[RECORD LIST]
——
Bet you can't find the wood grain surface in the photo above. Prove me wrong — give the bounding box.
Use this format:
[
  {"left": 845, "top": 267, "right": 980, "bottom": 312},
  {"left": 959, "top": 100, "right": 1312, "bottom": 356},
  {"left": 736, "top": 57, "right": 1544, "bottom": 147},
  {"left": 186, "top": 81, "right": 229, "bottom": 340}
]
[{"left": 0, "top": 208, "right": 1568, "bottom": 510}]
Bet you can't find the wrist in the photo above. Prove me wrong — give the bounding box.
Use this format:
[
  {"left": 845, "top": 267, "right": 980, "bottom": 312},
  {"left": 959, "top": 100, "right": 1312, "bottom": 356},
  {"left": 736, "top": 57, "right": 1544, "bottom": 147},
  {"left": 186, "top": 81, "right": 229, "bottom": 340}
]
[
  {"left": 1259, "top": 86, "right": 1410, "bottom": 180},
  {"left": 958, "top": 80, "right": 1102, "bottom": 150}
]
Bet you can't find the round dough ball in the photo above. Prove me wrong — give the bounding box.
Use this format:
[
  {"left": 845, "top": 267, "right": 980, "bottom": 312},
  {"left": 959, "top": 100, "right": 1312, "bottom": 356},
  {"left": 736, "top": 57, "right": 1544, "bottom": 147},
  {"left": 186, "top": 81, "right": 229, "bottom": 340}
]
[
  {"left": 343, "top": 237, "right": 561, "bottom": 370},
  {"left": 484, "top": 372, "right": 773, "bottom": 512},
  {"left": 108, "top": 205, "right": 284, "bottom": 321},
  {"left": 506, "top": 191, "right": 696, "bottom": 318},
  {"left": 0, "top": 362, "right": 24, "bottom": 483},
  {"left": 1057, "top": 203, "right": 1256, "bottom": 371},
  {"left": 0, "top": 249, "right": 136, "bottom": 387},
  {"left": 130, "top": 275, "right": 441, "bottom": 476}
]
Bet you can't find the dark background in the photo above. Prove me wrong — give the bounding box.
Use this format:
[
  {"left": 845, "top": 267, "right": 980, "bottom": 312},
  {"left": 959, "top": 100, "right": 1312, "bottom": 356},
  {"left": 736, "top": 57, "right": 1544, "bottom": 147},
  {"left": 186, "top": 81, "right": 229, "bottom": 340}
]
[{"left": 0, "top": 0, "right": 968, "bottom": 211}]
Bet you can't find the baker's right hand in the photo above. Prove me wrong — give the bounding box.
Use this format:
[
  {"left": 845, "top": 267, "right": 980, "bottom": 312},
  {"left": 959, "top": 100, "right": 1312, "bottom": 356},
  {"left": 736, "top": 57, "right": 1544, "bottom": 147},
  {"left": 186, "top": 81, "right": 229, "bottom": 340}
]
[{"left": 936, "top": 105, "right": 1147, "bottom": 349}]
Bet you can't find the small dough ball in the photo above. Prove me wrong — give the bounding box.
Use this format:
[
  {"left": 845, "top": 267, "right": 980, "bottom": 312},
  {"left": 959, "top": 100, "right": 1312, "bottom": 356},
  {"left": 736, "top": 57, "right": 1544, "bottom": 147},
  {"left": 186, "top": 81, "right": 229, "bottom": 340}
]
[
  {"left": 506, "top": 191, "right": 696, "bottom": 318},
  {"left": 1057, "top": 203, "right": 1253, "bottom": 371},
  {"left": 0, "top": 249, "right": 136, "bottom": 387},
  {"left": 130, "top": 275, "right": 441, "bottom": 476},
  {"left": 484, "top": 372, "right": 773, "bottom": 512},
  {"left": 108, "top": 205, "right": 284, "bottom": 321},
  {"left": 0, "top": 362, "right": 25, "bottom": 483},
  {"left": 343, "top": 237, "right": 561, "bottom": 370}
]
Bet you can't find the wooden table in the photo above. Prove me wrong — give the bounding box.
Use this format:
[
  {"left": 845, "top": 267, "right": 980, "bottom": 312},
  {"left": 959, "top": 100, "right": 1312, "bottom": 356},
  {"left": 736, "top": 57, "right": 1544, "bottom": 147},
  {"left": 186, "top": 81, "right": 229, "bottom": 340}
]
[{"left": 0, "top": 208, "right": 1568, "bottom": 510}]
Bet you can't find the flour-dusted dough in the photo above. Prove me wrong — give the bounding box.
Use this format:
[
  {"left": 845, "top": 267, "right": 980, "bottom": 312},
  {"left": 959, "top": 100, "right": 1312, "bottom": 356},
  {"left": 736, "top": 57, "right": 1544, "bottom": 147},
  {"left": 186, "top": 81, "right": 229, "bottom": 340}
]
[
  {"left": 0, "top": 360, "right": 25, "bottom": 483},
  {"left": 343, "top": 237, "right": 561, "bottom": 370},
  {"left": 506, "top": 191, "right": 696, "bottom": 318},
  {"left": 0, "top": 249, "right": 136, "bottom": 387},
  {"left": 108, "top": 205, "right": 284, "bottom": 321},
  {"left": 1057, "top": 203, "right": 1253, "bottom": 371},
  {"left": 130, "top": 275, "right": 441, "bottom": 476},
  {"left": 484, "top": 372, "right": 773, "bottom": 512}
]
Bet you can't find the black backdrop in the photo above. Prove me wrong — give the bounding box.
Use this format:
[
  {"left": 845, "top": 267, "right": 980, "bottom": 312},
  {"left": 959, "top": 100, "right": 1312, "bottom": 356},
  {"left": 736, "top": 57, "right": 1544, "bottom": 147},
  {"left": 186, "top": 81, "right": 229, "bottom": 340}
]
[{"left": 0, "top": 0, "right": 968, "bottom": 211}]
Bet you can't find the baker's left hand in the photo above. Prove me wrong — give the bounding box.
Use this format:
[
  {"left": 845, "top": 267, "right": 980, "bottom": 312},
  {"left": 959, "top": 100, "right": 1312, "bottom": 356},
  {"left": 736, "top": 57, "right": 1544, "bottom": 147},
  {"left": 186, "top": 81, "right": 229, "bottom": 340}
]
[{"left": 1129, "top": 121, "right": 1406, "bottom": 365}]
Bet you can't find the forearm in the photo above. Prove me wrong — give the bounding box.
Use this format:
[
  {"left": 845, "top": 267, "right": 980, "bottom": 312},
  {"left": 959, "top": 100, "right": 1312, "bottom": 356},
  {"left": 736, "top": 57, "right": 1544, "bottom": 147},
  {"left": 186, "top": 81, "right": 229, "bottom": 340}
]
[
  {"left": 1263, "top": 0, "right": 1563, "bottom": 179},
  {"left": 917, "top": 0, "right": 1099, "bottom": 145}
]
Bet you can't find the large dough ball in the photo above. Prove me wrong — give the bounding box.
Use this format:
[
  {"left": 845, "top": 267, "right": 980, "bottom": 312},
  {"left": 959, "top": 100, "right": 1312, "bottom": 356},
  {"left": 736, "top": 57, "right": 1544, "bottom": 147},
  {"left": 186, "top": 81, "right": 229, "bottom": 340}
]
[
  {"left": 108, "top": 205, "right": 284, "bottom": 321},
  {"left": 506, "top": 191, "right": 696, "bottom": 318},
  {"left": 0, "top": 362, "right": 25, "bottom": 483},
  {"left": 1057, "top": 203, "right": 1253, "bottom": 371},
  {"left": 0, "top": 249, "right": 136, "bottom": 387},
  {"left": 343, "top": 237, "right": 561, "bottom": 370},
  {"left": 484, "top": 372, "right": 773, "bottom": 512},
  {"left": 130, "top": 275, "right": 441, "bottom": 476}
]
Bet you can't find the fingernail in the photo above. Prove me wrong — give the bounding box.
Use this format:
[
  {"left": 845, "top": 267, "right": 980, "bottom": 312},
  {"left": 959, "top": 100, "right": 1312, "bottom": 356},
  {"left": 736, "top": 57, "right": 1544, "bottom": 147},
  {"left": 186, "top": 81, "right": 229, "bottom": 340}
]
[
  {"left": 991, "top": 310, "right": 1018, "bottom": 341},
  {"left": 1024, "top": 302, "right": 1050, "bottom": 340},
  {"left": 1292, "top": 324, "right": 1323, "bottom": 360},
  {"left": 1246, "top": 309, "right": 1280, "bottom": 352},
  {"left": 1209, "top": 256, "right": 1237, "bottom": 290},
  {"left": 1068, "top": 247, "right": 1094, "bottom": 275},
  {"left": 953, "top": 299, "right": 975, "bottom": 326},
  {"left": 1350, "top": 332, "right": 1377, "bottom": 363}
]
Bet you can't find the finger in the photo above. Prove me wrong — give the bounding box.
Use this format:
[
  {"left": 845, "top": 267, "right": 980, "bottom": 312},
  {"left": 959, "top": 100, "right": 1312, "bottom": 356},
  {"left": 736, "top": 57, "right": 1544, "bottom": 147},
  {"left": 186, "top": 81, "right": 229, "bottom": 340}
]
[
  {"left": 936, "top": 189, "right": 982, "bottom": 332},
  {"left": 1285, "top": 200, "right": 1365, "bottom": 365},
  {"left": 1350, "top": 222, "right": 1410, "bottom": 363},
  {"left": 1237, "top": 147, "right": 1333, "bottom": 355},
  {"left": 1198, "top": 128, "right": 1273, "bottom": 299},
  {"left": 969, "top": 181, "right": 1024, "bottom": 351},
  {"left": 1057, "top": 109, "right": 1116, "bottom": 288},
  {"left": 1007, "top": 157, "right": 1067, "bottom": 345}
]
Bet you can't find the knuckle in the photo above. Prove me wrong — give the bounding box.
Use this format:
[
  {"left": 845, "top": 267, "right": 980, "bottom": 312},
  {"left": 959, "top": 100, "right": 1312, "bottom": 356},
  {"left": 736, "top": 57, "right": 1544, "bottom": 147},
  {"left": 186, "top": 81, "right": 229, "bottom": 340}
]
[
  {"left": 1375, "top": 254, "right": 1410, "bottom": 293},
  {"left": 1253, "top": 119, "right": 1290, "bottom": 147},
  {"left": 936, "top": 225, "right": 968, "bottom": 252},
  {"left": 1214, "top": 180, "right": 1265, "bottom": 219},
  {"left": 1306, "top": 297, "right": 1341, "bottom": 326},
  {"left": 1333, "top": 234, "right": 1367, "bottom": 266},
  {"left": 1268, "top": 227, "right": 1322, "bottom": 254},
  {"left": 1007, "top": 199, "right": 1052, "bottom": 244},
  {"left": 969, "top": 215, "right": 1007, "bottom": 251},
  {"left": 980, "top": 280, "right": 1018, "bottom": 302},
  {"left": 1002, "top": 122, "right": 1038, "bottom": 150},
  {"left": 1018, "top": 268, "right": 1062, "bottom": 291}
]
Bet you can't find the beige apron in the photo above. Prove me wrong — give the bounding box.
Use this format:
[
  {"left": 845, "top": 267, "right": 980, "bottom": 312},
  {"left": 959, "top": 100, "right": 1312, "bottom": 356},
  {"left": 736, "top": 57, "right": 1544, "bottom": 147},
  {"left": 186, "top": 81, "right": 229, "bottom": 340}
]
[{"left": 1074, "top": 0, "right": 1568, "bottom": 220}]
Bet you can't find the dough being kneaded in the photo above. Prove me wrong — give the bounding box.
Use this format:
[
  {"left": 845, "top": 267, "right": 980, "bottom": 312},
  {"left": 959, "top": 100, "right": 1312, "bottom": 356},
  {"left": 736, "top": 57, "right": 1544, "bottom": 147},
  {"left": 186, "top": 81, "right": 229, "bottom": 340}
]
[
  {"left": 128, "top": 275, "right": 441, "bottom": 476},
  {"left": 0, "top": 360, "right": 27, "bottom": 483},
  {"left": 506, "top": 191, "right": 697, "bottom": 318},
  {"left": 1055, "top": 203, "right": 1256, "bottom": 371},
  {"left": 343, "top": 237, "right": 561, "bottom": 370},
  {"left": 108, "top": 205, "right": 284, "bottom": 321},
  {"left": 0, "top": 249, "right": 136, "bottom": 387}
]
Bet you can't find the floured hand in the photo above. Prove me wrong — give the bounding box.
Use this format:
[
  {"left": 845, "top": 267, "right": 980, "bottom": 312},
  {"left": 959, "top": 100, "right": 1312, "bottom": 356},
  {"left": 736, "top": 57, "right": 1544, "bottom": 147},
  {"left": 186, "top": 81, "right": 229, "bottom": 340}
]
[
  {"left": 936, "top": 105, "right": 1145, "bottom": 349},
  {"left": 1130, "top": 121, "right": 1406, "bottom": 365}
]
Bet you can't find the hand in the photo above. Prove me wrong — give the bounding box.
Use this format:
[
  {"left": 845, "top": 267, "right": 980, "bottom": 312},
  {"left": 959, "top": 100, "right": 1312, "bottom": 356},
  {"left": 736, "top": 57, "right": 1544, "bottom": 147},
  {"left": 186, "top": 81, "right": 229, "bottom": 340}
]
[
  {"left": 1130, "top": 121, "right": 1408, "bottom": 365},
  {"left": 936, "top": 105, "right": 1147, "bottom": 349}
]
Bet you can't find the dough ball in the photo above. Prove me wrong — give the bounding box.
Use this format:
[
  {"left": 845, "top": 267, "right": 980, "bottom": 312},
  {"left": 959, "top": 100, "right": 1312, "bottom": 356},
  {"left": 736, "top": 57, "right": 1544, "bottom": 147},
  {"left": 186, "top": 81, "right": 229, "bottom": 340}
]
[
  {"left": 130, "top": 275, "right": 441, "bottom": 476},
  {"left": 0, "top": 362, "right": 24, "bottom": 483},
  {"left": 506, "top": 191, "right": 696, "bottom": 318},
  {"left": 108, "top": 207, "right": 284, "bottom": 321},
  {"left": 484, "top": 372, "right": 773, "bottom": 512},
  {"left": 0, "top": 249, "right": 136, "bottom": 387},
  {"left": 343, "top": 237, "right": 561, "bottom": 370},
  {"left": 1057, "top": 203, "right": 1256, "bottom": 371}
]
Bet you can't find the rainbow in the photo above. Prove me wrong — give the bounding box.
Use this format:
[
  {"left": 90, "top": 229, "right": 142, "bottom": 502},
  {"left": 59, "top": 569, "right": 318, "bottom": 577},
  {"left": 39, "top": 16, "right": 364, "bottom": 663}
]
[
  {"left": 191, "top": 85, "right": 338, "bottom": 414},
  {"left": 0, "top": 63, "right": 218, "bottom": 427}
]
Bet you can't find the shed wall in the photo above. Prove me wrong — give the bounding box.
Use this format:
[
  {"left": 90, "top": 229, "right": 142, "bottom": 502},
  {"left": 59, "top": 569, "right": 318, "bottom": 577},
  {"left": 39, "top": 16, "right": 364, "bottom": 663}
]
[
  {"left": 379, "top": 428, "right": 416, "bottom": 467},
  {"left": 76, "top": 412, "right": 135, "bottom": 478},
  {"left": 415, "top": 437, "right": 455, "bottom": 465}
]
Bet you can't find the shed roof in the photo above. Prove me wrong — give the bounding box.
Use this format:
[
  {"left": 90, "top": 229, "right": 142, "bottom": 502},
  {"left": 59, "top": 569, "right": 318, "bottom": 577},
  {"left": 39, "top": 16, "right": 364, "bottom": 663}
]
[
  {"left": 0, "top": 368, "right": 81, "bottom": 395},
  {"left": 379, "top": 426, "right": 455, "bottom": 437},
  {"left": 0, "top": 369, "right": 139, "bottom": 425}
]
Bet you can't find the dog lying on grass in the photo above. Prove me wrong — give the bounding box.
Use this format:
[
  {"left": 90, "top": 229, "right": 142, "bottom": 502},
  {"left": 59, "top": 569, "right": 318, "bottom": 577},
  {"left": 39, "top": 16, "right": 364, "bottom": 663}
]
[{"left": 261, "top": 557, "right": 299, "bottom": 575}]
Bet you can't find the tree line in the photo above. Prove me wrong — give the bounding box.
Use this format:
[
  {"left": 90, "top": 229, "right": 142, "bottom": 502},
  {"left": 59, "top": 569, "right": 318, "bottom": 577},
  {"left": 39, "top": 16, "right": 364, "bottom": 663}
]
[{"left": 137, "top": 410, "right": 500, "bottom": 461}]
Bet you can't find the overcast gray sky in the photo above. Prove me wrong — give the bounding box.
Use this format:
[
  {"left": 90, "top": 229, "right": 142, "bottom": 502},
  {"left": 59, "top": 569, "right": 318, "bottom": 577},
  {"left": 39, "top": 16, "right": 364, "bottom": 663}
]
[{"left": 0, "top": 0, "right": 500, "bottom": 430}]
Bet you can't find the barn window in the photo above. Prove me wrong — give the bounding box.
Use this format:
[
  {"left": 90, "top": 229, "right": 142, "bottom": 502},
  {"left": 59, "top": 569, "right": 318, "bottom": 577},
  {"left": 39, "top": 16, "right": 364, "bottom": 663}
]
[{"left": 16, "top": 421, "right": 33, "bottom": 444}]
——
[TASK BRIEF] Reproduce the listing starting at the line that contains "Bet you can't find the tree" and ending at the close of the listing, changing "Prove me wrong" to "Show me otherwise" and leaving everything else unaltered.

[OUTPUT FOR THIS EXERCISE]
Bet you can't find the tree line in the photo above. Show me otherwise — give the bounding box.
Use this format:
[
  {"left": 90, "top": 229, "right": 142, "bottom": 502},
  {"left": 59, "top": 569, "right": 318, "bottom": 577},
  {"left": 39, "top": 16, "right": 364, "bottom": 663}
]
[{"left": 137, "top": 410, "right": 500, "bottom": 461}]
Bet you can't find the overcast gray sky in the photo above. Show me otherwise — give the bounding box.
Use this format:
[
  {"left": 90, "top": 229, "right": 142, "bottom": 502},
  {"left": 59, "top": 569, "right": 318, "bottom": 577},
  {"left": 39, "top": 16, "right": 364, "bottom": 663}
]
[{"left": 0, "top": 0, "right": 500, "bottom": 430}]
Bet you can't find the barn window in the photo above. Show me otherwise — give the bounding box.
Use this format:
[
  {"left": 90, "top": 229, "right": 142, "bottom": 502},
  {"left": 59, "top": 569, "right": 318, "bottom": 577},
  {"left": 39, "top": 16, "right": 364, "bottom": 663}
]
[{"left": 16, "top": 421, "right": 33, "bottom": 444}]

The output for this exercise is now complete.